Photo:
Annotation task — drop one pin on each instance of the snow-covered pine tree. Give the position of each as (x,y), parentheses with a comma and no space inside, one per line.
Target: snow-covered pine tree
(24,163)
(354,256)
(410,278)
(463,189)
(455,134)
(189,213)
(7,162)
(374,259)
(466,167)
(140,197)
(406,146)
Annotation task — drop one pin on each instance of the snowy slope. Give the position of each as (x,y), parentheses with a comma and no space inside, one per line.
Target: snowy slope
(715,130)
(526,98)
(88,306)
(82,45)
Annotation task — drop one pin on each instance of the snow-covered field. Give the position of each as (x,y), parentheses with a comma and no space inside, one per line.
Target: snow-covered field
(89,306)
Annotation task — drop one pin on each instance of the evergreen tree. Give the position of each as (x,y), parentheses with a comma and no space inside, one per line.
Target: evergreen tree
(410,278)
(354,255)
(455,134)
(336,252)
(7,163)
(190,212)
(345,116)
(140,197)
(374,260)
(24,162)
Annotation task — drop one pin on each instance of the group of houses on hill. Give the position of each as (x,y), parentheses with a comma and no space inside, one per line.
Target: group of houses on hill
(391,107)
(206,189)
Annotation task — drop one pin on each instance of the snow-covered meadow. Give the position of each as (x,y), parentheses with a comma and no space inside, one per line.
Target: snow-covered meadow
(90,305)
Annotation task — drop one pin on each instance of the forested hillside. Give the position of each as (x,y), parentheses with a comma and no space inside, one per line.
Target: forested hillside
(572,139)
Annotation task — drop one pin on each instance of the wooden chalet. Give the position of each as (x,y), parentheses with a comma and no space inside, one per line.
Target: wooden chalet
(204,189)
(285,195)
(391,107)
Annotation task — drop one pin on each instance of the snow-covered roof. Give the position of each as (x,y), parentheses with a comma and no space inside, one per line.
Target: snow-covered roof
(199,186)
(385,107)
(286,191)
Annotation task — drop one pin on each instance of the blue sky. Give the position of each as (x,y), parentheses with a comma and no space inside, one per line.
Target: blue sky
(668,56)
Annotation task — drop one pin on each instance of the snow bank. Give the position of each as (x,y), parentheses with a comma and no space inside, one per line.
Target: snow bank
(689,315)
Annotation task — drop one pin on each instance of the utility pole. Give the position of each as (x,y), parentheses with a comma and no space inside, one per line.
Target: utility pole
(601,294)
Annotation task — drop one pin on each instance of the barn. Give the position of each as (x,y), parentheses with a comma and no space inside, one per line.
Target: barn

┄┄┄┄┄┄┄┄┄┄┄┄┄┄┄┄┄┄┄┄

Return the entries in full, keeping every line exactly as it is.

Photo:
Annotation task — drop one pin on each instance of the snow-covered pine tree. Give the position of each as (x,y), parentheses with a comma and no space inside, one per line.
Target: snow-covered pine tree
(24,163)
(354,256)
(410,278)
(463,189)
(455,134)
(189,213)
(7,162)
(374,259)
(466,167)
(140,197)
(406,146)
Annotation task — drop one pin on each instance of the snowy slope. Give the position of each as (x,y), parentheses with a comma and no space inside, one per line.
Target: snowy slope
(715,130)
(526,98)
(88,306)
(82,45)
Annotation task — drop one pin on each instance of the snow-covered field. Give the position of each as (x,y), parentheses with a comma and no space inside, one per line.
Target: snow-covered field
(89,306)
Annotation task — drop one pin on each instance of the evergreen tree. Give the position of each as (x,y), parentheses with a comma and no space inside, one per line.
Target: evergreen tree
(410,278)
(354,255)
(455,134)
(336,252)
(7,163)
(190,212)
(345,116)
(140,197)
(374,260)
(24,162)
Annotation task — drop one pin on each instance of the group of houses on hill. Give the position of each as (x,y), parentheses with a comma and no space inside, one per line.
Target: group of houses on hill
(391,107)
(206,189)
Annotation task — drop one pin on each instance of the snow-covered meadow. Give the position of each as (x,y), parentheses with a comma and no space inside, one per line.
Target: snow-covered meadow
(90,305)
Annotation task — drop one pin on each instance of the forested hillside. Give the position of each as (x,y), parentheses with a comma and no space inside, one per line.
Target: forested hillside
(572,139)
Annotation task — drop one pin on each instance of the wooden chalet. Give the position of each as (x,y), parentheses with a comma and no space inside, one per line.
Target: wooden chalet
(204,189)
(285,195)
(391,107)
Annotation task — drop one pin on each instance of the snow-covered roof. Give the position of each as (x,y), parentheses with a comma and no space inside, one per line.
Target: snow-covered roof
(199,186)
(385,107)
(286,191)
Annotation task — drop one pin on each instance of the blue sky. Give the position of each as (x,y), parentheses with a comma and no space inside, one per line.
Target: blue sky
(668,56)
Annotation task — drop one pin on each instance of the snow bank. Give the position of each as (x,y), parentheses with a comma and no space inside, one per line.
Target: snow bank
(689,315)
Annotation task — drop one pin on each instance of the utility pole. Give the position of each as (x,y), parentheses with a comma and no space inside, one per line.
Target: utility pole
(601,294)
Annotation task — drop one pin on each instance of the barn. Give the position of each as (x,y), parentheses with a comma and no space inside, one per line.
Target: barn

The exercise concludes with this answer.